Directions for this task: Reproduce every line of the material between the line holding "Where can the stone railing" and the line holding "(1072, 646)", inclusive, and multiply each point coordinate by 1.75, rounding to whole numbers with halves going up. Leave every other word and number unchanged.

Extracted material:
══════════

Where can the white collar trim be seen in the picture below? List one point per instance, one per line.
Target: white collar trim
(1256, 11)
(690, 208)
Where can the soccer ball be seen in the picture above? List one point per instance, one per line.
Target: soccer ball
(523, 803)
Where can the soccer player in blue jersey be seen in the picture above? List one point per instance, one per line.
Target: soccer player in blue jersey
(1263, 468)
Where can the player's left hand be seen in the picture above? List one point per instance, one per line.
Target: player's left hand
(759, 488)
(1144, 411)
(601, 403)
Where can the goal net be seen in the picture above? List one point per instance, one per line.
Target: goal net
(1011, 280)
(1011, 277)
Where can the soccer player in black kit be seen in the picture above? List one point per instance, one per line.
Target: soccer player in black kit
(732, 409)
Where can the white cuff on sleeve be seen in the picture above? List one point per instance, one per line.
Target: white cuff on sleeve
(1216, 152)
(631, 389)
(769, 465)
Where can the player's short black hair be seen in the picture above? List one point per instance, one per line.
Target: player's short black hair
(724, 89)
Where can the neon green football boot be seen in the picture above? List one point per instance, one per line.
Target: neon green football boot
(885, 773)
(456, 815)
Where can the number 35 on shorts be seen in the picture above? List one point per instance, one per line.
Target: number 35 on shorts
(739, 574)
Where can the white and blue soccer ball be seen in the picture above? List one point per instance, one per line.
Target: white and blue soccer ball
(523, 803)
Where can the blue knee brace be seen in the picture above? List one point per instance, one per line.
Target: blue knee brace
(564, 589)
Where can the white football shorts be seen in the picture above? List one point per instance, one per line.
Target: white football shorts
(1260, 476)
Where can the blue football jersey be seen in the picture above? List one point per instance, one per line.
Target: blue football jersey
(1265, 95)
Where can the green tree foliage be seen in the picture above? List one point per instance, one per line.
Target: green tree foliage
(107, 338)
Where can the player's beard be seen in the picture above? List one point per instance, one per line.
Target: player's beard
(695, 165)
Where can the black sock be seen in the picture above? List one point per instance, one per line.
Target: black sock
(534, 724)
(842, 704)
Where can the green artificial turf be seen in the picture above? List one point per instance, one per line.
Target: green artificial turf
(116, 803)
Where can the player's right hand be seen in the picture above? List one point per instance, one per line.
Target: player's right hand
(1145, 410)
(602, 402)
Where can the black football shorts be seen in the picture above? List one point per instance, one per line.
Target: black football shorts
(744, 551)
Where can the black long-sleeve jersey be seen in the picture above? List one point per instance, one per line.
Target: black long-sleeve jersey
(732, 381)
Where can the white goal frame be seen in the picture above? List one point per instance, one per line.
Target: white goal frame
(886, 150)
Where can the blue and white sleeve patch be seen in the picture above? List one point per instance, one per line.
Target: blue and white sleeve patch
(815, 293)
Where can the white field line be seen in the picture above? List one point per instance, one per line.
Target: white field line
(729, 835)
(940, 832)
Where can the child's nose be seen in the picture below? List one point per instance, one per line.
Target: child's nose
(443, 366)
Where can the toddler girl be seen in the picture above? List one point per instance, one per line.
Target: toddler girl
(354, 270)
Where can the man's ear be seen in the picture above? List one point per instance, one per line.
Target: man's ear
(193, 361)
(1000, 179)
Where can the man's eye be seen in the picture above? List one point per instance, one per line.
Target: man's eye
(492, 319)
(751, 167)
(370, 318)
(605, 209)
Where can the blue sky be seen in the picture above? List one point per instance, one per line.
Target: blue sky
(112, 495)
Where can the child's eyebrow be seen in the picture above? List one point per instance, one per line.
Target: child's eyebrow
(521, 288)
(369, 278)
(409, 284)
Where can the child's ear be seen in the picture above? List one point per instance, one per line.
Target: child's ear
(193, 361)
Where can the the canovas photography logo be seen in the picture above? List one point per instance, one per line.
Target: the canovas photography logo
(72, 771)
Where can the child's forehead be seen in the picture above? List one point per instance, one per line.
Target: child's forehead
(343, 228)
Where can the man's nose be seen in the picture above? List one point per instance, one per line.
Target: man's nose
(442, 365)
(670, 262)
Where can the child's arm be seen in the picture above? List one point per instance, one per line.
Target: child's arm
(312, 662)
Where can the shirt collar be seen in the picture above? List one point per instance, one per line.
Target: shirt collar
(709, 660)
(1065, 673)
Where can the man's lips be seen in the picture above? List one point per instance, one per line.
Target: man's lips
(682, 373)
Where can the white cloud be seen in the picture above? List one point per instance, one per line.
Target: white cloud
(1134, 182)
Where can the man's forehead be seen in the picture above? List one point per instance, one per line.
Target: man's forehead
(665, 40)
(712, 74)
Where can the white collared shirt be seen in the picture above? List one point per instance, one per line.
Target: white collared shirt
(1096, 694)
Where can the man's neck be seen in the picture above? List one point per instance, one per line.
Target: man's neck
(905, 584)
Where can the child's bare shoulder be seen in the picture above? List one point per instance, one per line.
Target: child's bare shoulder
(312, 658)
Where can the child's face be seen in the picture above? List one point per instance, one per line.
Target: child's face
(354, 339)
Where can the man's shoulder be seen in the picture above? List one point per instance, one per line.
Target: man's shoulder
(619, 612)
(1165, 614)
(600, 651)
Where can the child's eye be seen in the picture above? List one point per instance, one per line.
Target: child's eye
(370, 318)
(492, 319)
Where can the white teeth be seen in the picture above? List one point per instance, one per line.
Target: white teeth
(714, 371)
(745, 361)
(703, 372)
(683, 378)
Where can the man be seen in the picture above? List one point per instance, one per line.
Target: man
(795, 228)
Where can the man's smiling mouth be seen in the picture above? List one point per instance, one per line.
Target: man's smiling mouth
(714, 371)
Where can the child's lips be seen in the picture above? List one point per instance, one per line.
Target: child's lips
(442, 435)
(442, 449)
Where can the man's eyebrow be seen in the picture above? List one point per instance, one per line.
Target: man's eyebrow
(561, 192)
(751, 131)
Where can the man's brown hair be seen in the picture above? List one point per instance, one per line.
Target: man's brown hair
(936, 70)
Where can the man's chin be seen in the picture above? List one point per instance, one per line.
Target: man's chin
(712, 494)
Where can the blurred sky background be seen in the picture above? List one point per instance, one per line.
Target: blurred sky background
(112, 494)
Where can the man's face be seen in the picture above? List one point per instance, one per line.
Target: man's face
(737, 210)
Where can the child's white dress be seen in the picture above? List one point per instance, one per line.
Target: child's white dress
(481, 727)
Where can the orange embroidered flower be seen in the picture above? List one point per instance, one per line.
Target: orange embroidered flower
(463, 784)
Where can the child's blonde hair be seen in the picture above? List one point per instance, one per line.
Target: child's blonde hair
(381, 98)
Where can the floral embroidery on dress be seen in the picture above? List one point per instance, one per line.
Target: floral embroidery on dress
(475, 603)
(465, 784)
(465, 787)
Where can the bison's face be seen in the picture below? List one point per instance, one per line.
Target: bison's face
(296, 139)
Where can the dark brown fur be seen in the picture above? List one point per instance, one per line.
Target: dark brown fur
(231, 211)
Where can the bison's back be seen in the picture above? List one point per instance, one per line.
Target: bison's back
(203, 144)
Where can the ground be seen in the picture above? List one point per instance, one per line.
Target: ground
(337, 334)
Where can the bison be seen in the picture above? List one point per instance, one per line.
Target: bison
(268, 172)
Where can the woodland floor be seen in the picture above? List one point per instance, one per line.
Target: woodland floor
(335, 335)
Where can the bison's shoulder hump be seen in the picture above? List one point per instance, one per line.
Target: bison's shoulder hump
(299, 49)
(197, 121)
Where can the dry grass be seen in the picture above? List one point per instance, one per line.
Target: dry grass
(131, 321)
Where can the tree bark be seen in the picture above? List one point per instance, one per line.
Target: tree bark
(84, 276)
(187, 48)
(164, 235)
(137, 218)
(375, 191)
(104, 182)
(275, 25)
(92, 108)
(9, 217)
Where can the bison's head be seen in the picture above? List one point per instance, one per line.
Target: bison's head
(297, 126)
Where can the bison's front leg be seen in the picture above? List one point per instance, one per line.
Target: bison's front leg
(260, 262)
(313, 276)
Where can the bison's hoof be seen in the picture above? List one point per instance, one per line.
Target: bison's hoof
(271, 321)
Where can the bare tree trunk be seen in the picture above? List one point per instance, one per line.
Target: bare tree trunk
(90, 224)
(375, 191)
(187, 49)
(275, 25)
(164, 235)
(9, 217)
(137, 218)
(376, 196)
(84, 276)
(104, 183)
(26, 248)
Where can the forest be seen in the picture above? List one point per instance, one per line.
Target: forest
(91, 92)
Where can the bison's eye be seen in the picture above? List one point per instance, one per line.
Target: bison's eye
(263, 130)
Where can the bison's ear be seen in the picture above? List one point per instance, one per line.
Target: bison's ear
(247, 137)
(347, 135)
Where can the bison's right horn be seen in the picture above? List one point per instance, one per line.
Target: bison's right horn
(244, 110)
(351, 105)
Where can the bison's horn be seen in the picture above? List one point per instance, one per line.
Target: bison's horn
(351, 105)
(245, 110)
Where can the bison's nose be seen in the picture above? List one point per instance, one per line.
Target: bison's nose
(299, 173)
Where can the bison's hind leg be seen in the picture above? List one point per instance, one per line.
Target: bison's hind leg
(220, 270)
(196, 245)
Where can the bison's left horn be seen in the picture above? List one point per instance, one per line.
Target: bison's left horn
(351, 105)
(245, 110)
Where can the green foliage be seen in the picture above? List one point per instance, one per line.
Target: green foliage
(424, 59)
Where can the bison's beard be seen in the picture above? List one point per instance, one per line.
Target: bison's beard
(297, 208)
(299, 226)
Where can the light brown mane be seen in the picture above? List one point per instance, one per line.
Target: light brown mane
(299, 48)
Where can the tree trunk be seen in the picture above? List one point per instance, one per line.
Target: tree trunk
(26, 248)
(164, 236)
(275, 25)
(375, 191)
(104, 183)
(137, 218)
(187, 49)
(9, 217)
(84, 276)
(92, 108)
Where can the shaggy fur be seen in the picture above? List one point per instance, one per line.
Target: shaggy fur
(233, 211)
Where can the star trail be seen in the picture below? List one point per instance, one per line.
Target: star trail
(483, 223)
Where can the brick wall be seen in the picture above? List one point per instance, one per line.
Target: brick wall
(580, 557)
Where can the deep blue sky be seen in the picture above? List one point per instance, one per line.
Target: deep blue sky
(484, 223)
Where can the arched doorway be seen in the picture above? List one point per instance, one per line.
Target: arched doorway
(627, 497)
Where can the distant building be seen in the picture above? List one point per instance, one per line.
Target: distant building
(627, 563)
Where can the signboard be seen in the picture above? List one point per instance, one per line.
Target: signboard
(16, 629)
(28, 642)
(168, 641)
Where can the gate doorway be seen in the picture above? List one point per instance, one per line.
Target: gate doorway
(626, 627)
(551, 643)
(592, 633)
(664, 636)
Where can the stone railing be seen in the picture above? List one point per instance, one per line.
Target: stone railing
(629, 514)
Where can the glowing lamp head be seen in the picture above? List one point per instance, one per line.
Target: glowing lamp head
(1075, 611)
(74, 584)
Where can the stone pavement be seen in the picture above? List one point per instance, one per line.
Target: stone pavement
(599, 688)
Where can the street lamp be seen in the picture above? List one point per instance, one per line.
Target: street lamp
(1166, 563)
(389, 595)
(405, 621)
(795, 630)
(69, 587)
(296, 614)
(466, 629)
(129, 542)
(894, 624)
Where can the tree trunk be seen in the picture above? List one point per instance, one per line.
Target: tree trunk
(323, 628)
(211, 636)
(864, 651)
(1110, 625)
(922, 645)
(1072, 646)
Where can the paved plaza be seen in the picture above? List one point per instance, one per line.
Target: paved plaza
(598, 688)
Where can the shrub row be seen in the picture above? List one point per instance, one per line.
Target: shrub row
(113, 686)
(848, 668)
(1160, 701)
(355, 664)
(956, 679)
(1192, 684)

══════════

Task output:
Where can the stone railing be seen in the picture above? List one point per instance, one per line.
Target: stone railing
(1101, 900)
Where can the glowing lamp head be seen in the picture above? List one point per instance, one per line.
Target: glowing lamp head
(1881, 1069)
(130, 1022)
Where can the stone pavement be seen in the picture above? List one point per instance, one per line.
Target: stone pavement
(1048, 1204)
Where can the street lamp be seen in the picture above? List one point per instance, one per line.
Target: street lamp
(2041, 985)
(681, 1041)
(709, 1087)
(1391, 1103)
(121, 1027)
(518, 1075)
(816, 1101)
(226, 949)
(1565, 1092)
Where can the tree trunk be seen in the picture above? List one point per instance, one per line.
Target: tree trunk
(565, 1099)
(369, 1113)
(1512, 1139)
(1943, 1094)
(1614, 1129)
(1876, 1131)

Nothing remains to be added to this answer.